EXERCISE DIRECTIONS
Filter the data below, keeping only lines that contain "tail".

*** Block opens ***

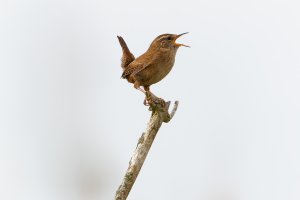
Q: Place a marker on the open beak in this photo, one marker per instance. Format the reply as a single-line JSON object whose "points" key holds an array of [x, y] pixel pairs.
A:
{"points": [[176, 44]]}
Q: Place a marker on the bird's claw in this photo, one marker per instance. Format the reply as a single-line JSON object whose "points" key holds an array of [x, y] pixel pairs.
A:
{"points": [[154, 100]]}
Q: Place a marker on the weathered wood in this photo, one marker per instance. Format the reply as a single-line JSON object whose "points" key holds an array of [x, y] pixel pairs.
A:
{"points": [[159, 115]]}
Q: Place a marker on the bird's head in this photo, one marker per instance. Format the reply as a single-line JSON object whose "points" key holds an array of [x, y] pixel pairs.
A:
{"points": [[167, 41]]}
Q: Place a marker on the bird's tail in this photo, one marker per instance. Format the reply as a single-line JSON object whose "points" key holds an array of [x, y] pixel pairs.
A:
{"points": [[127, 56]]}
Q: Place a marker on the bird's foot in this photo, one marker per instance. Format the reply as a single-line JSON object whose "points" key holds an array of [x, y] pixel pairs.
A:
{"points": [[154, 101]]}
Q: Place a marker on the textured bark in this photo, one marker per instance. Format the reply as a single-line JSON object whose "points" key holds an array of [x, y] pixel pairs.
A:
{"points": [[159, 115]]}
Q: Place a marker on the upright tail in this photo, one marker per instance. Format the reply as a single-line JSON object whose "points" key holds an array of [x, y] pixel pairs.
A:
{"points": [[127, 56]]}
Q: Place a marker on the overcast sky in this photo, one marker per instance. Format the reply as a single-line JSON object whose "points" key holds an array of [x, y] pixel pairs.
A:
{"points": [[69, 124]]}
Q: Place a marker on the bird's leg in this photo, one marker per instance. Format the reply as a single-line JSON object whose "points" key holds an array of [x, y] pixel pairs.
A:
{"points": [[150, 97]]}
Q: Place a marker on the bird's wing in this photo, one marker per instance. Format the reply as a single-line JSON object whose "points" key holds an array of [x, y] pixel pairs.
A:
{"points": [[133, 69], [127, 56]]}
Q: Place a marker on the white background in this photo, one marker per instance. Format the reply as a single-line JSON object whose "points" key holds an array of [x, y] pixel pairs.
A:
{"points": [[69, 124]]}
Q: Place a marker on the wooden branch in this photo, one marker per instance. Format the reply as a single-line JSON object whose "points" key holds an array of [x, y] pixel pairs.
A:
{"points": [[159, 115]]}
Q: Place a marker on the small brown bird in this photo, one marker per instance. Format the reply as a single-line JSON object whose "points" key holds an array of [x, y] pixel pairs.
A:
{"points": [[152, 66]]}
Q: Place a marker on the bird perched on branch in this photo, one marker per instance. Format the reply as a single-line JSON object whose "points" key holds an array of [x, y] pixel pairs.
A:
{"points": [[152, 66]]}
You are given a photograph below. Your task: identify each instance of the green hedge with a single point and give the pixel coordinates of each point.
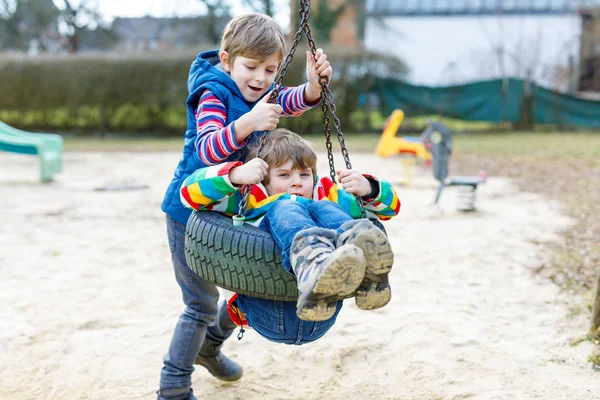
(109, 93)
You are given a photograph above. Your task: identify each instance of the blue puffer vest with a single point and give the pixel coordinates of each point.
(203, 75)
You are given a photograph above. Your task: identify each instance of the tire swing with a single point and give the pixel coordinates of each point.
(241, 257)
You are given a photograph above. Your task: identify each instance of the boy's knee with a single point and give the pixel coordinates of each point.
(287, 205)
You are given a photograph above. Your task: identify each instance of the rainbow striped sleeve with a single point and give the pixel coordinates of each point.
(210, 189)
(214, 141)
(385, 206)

*** Block closes ***

SOLUTION TO THIS TASK
Q: Place a marker on the bird's tail in this photo, one marker per instance. Format the reply as a single-line JSON object whose "points" key holds an array of [x, y] pixel pairs.
Q: Place a marker on the upright tail in this photo, one marker per instance. Format the reply as a single-line JSON object whose "points" key holds an array of [x, y] pixel pairs.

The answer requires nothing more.